======== Textauszug ========

Originaltitel: TRUTH
USA 2015, 126 min
FSK 0
Verleih: Universum
Genre: Drama, Biographie, Polit
Darsteller: Cate Blanchett, Robert Redford, Dennis Quaid, Topher Grace, Elisabeth Moss
Regie: James Vanderbilt
Kinostart: 02.06.16
Das Buch heißt „Truth And Duty“, und der Untertitel verrät, worum es geht: „The Press, The President, And The Privilege Of Power.“ Die Journalistin Mary Mapes hat es geschrieben, erschienen ist es 2005. Zehn Jahre später hat James Vanderbilt einen Film daraus gemacht. Schlicht TRUTH heißt der im Original, vom deutschen Verleih nicht ganz unpassend zu DER MOMENT DER WAHRHEIT hochdramatisiert. Jetzt kommt der Streifen in die Kinos, mit Blick auf die anstehenden Präsidentschaftswahlen in den USA eine terminliche Plazierung, wie sie besser kaum sein könnte.

========

**Aufgabe 1:** Wer hat laut der Filmkritik das Buch „Truth And Duty“ geschrieben?
**Aufgabe 2:** Schreib bitte den Abschnitt der Filmkritik unverändert ab, der mit den Worten „Originaltitel: TRUTH“ anfängt und mit „kaum sein könnte.“ aufhört.
**Aufgabe 3:** Führe die Filmkritik zu DER MOMENT DER WAHRHEIT im Anschluss an ihren letzten Satz fort.

======== Bereitgestellte Einträge ========

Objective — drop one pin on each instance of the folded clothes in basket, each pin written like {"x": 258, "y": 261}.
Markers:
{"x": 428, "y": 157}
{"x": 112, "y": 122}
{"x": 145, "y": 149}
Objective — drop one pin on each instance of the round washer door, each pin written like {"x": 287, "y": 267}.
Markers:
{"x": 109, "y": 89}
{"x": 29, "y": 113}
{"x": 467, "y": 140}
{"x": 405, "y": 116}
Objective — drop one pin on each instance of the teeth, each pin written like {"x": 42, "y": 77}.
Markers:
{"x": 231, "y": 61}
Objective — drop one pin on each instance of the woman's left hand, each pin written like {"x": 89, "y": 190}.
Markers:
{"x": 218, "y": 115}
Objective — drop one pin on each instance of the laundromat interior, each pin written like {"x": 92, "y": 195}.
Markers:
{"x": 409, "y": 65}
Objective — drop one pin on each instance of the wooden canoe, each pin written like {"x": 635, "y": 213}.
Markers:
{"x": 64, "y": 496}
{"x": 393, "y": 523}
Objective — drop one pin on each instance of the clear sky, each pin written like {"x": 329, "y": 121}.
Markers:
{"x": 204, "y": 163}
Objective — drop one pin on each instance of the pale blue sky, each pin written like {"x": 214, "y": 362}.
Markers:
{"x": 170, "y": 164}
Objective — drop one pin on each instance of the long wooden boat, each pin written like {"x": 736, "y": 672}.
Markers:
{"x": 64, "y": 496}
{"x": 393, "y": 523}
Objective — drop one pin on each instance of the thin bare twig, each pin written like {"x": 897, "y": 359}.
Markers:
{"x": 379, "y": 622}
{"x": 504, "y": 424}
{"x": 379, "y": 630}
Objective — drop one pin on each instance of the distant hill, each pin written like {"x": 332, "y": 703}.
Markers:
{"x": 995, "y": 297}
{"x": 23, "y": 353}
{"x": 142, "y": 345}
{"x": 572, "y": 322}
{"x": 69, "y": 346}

========

**Ergebnis 1:** Die Journalistin Mary Mapes.

**Ergebnis 2:**
Originaltitel: TRUTH
USA 2015, 126 min
FSK 0
Verleih: Universum
Genre: Drama, Biographie, Polit
Darsteller: Cate Blanchett, Robert Redford, Dennis Quaid, Topher Grace, Elisabeth Moss
Regie: James Vanderbilt
Kinostart: 02.06.16
Das Buch heißt „Truth And Duty“, und der Untertitel verrät, worum es geht: „The Press, The President, And The Privilege Of Power.“ Die Journalistin Mary Mapes hat es geschrieben, erschienen ist es 2005. Zehn Jahre später hat James Vanderbilt einen Film daraus gemacht. Schlicht TRUTH heißt der im Original, vom deutschen Verleih nicht ganz unpassend zu DER MOMENT DER WAHRHEIT hochdramatisiert. Jetzt kommt der Streifen in die Kinos, mit Blick auf die anstehenden Präsidentschaftswahlen in den USA eine terminliche Plazierung, wie sie besser kaum sein könnte.

**Ergebnis 3:**
Parteilicher allerdings auch nicht. Ins Wahlkampfjahr 2004 führt die Handlung. Bush oder Kerry ist die Frage, die das Land spaltet. Für Mary Mapes und ihr Team ist die indes von eher rhetorischer Natur. Die Produzentin des renommierten CBS-Nachrichtenmagazins „60 Minutes“ hat gerade erst die skandalösen Folterungen im Militärgefängnis von Abu Ghraib publik gemacht, als ihr weitere brisante Informationen zugespielt werden. Es geht um Dokumente, die die Militärzeit von Präsident George W. Bush betreffen. Genauer gesagt, um die Art und Weise, wie dessen einflußreiche Familie einst den Filius vorm Kriegseinsatz in Vietnam zu bewahren wußte. Die Veröffentlichung der Dokumente sorgt nicht nur ob der aufgeheizten politischen Stimmung im Land für Wirbel, sondern in Folge auch für eine so perfide wie aggressive Gegenkampagne, die es vermag, den Fokus von den Machenschaften des Bush-Clans abzulenken und die Arbeit von Mapes und ihrem Team nachhaltig zu diskreditieren.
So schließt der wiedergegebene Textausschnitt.